**Natural-language object grounding data**

+ + + +

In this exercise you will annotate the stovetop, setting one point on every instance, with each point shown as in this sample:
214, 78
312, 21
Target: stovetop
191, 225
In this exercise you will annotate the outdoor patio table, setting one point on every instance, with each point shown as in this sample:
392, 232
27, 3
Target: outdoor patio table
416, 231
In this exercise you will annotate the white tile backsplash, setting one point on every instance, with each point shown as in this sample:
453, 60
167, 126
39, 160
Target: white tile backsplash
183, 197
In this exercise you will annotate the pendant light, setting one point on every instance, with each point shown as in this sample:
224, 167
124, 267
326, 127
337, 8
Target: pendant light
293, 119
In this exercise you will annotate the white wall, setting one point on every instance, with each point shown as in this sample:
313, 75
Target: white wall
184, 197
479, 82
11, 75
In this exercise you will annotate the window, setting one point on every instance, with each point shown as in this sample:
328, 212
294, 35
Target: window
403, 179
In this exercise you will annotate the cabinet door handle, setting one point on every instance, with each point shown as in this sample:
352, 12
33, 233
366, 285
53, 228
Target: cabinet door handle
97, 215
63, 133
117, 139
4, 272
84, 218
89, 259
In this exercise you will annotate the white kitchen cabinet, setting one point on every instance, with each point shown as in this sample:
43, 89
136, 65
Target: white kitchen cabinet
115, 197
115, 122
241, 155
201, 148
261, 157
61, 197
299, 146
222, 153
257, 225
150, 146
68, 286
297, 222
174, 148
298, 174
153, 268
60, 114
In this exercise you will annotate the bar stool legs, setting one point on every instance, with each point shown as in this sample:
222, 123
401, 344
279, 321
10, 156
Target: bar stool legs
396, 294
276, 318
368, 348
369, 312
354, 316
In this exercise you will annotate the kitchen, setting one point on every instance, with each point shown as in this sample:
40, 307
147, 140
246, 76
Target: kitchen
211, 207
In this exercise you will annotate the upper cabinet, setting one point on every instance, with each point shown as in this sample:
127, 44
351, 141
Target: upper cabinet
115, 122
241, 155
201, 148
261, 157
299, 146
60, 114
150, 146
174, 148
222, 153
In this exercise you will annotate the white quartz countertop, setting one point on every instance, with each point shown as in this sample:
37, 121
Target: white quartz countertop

+ + + +

**Work instructions**
Nothing in the data may be left out; copy every line exactly.

**Task solution**
In this exercise you will annotate the stovetop, setting one point on every instance, with each point shown as in this sample:
214, 78
312, 21
Target: stovetop
191, 225
In this exercise you will annotate the outdoor patio table, setting one point on every instance, with each point shown as in this sample:
392, 232
27, 3
Target: outdoor patio table
416, 231
In this exercise you will annotate the white tile backsplash, setting one point on every instance, with each point shown as in this sample:
453, 60
167, 126
39, 160
Target: white tile backsplash
183, 197
In this exercise you will annotate the pendant light, setting one point on every instance, with each point shown as in this sample:
224, 167
124, 267
326, 127
337, 8
Target: pendant light
293, 119
In this exercise you will annotate the white wall, setting one point on every instance, with each point shown as in this sample:
313, 75
Target: white wall
184, 197
479, 82
11, 75
In this exercise you will annotate the window, setting one point on every instance, with each point shown as in this sample:
328, 212
294, 35
Target: window
403, 179
In this exercise you will annotate the cabinet door handle, setting one point on every instance, with each point shown as in this sample:
352, 12
33, 233
366, 285
53, 228
Target: cabinet door handle
97, 215
63, 133
117, 139
4, 272
84, 218
89, 259
In this exercise you will annotate the white kitchen cabinet, setting one point on every instance, with each point shown as in this sample:
43, 89
136, 65
Target: white kitchen cabinet
115, 197
115, 122
241, 155
201, 148
261, 157
61, 197
299, 146
222, 153
257, 225
150, 146
68, 286
297, 222
174, 148
298, 174
153, 268
60, 114
In this exercise you will annotate the bar stool legs, setting one point on every instance, with each point shown as in this sample:
222, 123
401, 344
279, 321
10, 156
Target: bar stool legs
396, 294
276, 318
368, 348
369, 312
354, 316
In this exercise you will annotate the kitchen, setting one point on every instance, with each point shown as in this sample:
40, 307
147, 140
246, 76
Target: kitchen
211, 207
In this exercise you will annotate the upper cabinet, setting one point on every instance, with each point shown as in this sample:
127, 44
351, 141
Target: upper cabinet
115, 122
241, 155
201, 148
261, 157
299, 146
60, 114
150, 146
174, 148
222, 153
In this exercise you will annotate the white quartz countertop, setting one point on every instance, with each point shown as in this sample:
37, 121
Target: white quartz countertop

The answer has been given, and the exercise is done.